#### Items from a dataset
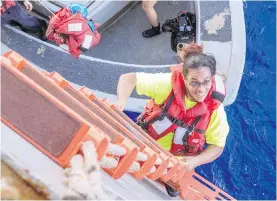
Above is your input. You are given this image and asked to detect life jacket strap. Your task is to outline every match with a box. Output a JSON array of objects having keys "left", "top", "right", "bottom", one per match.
[
  {"left": 139, "top": 94, "right": 205, "bottom": 134},
  {"left": 138, "top": 93, "right": 175, "bottom": 130},
  {"left": 182, "top": 115, "right": 203, "bottom": 153},
  {"left": 212, "top": 91, "right": 225, "bottom": 102}
]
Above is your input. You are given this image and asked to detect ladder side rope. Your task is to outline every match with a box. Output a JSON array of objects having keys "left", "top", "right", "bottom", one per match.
[
  {"left": 100, "top": 143, "right": 152, "bottom": 173},
  {"left": 62, "top": 141, "right": 107, "bottom": 200}
]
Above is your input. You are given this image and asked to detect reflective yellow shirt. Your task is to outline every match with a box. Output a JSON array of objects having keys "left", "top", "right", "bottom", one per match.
[{"left": 136, "top": 72, "right": 229, "bottom": 151}]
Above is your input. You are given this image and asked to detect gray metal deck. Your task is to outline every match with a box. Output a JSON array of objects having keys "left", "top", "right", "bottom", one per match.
[{"left": 87, "top": 1, "right": 194, "bottom": 65}]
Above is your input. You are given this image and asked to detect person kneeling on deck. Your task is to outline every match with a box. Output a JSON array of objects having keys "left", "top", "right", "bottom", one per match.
[
  {"left": 115, "top": 48, "right": 229, "bottom": 197},
  {"left": 0, "top": 0, "right": 47, "bottom": 40}
]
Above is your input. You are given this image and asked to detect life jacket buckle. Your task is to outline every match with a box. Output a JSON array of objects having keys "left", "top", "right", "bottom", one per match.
[
  {"left": 158, "top": 113, "right": 165, "bottom": 120},
  {"left": 136, "top": 115, "right": 144, "bottom": 124},
  {"left": 171, "top": 117, "right": 179, "bottom": 125},
  {"left": 186, "top": 125, "right": 194, "bottom": 135}
]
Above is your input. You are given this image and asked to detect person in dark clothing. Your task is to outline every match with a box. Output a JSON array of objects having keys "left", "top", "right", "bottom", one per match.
[{"left": 1, "top": 0, "right": 47, "bottom": 40}]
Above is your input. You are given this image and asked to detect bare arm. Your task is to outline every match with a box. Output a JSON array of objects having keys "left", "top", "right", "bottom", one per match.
[
  {"left": 180, "top": 145, "right": 224, "bottom": 172},
  {"left": 115, "top": 73, "right": 137, "bottom": 111},
  {"left": 195, "top": 145, "right": 224, "bottom": 165}
]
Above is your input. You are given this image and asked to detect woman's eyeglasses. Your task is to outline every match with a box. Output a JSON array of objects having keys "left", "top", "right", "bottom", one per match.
[{"left": 188, "top": 79, "right": 212, "bottom": 88}]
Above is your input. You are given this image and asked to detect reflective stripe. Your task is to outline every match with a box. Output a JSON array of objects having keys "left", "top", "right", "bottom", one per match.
[
  {"left": 151, "top": 116, "right": 172, "bottom": 135},
  {"left": 68, "top": 23, "right": 82, "bottom": 32},
  {"left": 192, "top": 139, "right": 199, "bottom": 143},
  {"left": 82, "top": 34, "right": 92, "bottom": 49},
  {"left": 214, "top": 74, "right": 225, "bottom": 94},
  {"left": 173, "top": 127, "right": 188, "bottom": 145}
]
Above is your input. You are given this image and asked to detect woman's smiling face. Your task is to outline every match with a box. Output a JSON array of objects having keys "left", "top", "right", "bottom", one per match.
[{"left": 184, "top": 66, "right": 213, "bottom": 102}]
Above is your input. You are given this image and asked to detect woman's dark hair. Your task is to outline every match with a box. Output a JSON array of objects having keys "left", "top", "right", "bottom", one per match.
[{"left": 182, "top": 52, "right": 216, "bottom": 77}]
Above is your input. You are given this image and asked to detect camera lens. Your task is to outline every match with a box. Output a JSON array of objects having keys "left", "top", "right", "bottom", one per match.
[
  {"left": 186, "top": 26, "right": 192, "bottom": 31},
  {"left": 177, "top": 43, "right": 184, "bottom": 49}
]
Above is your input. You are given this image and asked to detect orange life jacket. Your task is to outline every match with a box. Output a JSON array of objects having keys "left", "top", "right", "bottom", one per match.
[
  {"left": 137, "top": 65, "right": 226, "bottom": 156},
  {"left": 46, "top": 7, "right": 101, "bottom": 58},
  {"left": 0, "top": 0, "right": 16, "bottom": 15}
]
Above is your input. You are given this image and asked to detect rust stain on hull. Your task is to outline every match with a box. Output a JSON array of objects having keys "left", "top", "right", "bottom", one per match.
[{"left": 1, "top": 161, "right": 48, "bottom": 200}]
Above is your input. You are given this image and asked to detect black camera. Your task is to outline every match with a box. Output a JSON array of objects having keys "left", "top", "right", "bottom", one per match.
[{"left": 162, "top": 12, "right": 196, "bottom": 52}]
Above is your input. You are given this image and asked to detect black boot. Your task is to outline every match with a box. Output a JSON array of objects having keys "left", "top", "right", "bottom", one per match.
[
  {"left": 142, "top": 23, "right": 161, "bottom": 38},
  {"left": 38, "top": 19, "right": 47, "bottom": 41},
  {"left": 16, "top": 19, "right": 48, "bottom": 41},
  {"left": 165, "top": 184, "right": 179, "bottom": 197}
]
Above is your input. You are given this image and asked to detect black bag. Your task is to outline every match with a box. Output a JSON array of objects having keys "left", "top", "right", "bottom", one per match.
[{"left": 162, "top": 12, "right": 196, "bottom": 52}]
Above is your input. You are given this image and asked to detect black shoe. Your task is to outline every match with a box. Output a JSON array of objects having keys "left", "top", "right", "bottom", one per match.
[
  {"left": 142, "top": 23, "right": 161, "bottom": 38},
  {"left": 165, "top": 184, "right": 179, "bottom": 197},
  {"left": 38, "top": 19, "right": 47, "bottom": 41}
]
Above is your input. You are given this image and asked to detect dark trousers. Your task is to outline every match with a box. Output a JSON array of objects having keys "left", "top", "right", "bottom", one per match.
[{"left": 1, "top": 2, "right": 41, "bottom": 32}]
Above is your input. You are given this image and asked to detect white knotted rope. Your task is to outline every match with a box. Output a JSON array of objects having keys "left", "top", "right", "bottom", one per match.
[
  {"left": 146, "top": 157, "right": 163, "bottom": 175},
  {"left": 99, "top": 143, "right": 126, "bottom": 169},
  {"left": 128, "top": 161, "right": 141, "bottom": 173},
  {"left": 161, "top": 162, "right": 174, "bottom": 175},
  {"left": 100, "top": 156, "right": 118, "bottom": 169},
  {"left": 106, "top": 143, "right": 126, "bottom": 156},
  {"left": 62, "top": 141, "right": 106, "bottom": 200},
  {"left": 162, "top": 169, "right": 168, "bottom": 175},
  {"left": 127, "top": 152, "right": 149, "bottom": 173},
  {"left": 136, "top": 152, "right": 148, "bottom": 162},
  {"left": 155, "top": 158, "right": 163, "bottom": 165},
  {"left": 147, "top": 166, "right": 157, "bottom": 175},
  {"left": 63, "top": 155, "right": 92, "bottom": 200}
]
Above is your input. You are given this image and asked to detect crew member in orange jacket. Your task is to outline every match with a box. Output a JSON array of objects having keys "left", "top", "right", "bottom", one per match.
[{"left": 115, "top": 46, "right": 229, "bottom": 196}]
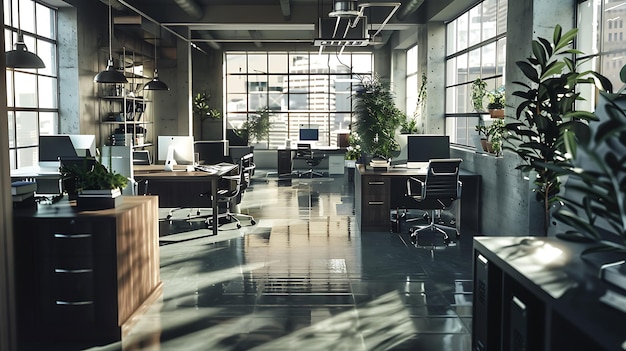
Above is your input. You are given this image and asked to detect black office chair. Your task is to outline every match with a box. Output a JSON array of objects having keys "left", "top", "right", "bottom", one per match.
[
  {"left": 406, "top": 158, "right": 462, "bottom": 246},
  {"left": 204, "top": 159, "right": 256, "bottom": 230},
  {"left": 293, "top": 143, "right": 325, "bottom": 178}
]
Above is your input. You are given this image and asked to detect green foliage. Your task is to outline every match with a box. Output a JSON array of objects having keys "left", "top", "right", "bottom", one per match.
[
  {"left": 193, "top": 91, "right": 221, "bottom": 119},
  {"left": 471, "top": 78, "right": 487, "bottom": 112},
  {"left": 353, "top": 75, "right": 405, "bottom": 159},
  {"left": 476, "top": 119, "right": 506, "bottom": 155},
  {"left": 345, "top": 132, "right": 362, "bottom": 160},
  {"left": 505, "top": 24, "right": 612, "bottom": 235},
  {"left": 400, "top": 118, "right": 419, "bottom": 134},
  {"left": 243, "top": 107, "right": 271, "bottom": 144},
  {"left": 487, "top": 87, "right": 505, "bottom": 109},
  {"left": 61, "top": 159, "right": 128, "bottom": 192},
  {"left": 549, "top": 67, "right": 626, "bottom": 250}
]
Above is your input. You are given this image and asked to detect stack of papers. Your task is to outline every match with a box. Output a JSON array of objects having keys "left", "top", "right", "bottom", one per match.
[
  {"left": 369, "top": 159, "right": 389, "bottom": 168},
  {"left": 11, "top": 181, "right": 37, "bottom": 203}
]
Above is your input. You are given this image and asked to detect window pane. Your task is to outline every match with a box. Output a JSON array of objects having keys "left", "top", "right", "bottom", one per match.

#### PROMPT
Having found the line with "detect black office", transcribe it and each line after it to the end of the entries, with no other lines.

#### RESULT
Above is your input. You are given this image and asked to detect black office chair. Your task is to outline every match with a box. Output a JSON array of objects having keys "left", "top", "right", "bottom", one per match.
[
  {"left": 406, "top": 158, "right": 462, "bottom": 246},
  {"left": 204, "top": 159, "right": 256, "bottom": 230},
  {"left": 293, "top": 143, "right": 325, "bottom": 178}
]
Above is your input. You are given this image and asked to detect green foliage. Your task is to outline every match with a box. Output a JSON array of objects having keys "left", "top", "right", "bottom", one per match.
[
  {"left": 193, "top": 91, "right": 221, "bottom": 119},
  {"left": 471, "top": 78, "right": 487, "bottom": 112},
  {"left": 353, "top": 75, "right": 405, "bottom": 159},
  {"left": 476, "top": 119, "right": 506, "bottom": 155},
  {"left": 345, "top": 132, "right": 362, "bottom": 160},
  {"left": 505, "top": 24, "right": 612, "bottom": 235},
  {"left": 400, "top": 118, "right": 419, "bottom": 134},
  {"left": 243, "top": 107, "right": 271, "bottom": 144},
  {"left": 487, "top": 87, "right": 505, "bottom": 109},
  {"left": 61, "top": 159, "right": 128, "bottom": 192},
  {"left": 549, "top": 67, "right": 626, "bottom": 250}
]
Above is your input. You are given this image and asked to detect stack of papers. Your task is to outline every match with a box. Output a JSON array of objects having keys "left", "top", "right", "bottom", one per match.
[
  {"left": 369, "top": 159, "right": 389, "bottom": 168},
  {"left": 11, "top": 181, "right": 37, "bottom": 203}
]
Above is your input. You are given this image and asked to detect window pane. Your task is to outline every match with a box. Output a JSON array of objects having keys "left", "top", "right", "bottom", one per match.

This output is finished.